___ DATA SHOWN ___

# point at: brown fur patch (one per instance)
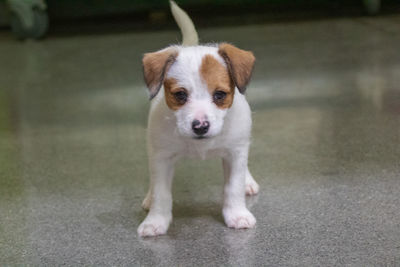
(217, 78)
(171, 86)
(155, 65)
(240, 64)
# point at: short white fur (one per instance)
(170, 137)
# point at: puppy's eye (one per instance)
(181, 97)
(219, 96)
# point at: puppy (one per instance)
(198, 109)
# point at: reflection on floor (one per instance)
(325, 151)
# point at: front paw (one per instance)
(154, 224)
(238, 218)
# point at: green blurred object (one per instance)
(372, 6)
(28, 18)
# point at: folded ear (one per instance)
(155, 66)
(240, 64)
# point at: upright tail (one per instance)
(189, 34)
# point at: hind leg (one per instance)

___

:: REQUIREMENTS ::
Extract every line of the data above verbatim, leaving out the picture.

:: RESULT FOR THIS TASK ::
# point at: brown fur patch (one per instance)
(217, 78)
(171, 86)
(155, 65)
(240, 64)
# point at: short white fur (one per instance)
(170, 137)
# point at: puppy's eye (one per instance)
(181, 97)
(219, 96)
# point at: puppy (one per instance)
(198, 109)
# point at: reflection on floor (one per instance)
(325, 151)
# point at: front paw (one per instance)
(154, 224)
(238, 218)
# point at: green blurred object (one per instance)
(372, 6)
(28, 18)
# point at: folded ear (one per instance)
(155, 66)
(240, 64)
# point at: upright tail (one per instance)
(189, 34)
# point at: hind leg (one per instance)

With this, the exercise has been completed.